--- THE PROBLEM ---
Give back an exact copy of the lines in the records below, from the line that has "Need: a dot for each instance, one per instance, like (128,127)." through the line that has "Target: paved pavement", and nothing besides.

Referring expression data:
====
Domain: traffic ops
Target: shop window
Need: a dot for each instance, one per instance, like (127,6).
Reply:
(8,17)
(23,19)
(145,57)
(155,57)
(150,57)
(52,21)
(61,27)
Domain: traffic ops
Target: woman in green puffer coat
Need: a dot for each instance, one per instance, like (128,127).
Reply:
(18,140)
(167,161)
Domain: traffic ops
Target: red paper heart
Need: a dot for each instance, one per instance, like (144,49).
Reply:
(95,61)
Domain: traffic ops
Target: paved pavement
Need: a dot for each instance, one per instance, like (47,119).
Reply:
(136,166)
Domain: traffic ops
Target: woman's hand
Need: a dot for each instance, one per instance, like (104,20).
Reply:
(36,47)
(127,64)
====
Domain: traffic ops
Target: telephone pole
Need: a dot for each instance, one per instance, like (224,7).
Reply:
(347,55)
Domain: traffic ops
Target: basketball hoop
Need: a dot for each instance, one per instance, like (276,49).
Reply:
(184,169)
====
--- ANSWER SECTION ---
Need: a dot for each instance, one per instance, like (128,127).
Reply:
(18,140)
(167,161)
Domain: traffic ops
Target: red paper heart
Need: a dot for each instance, one per instance, like (144,49).
Reply:
(95,61)
Domain: traffic ops
Target: paved pavement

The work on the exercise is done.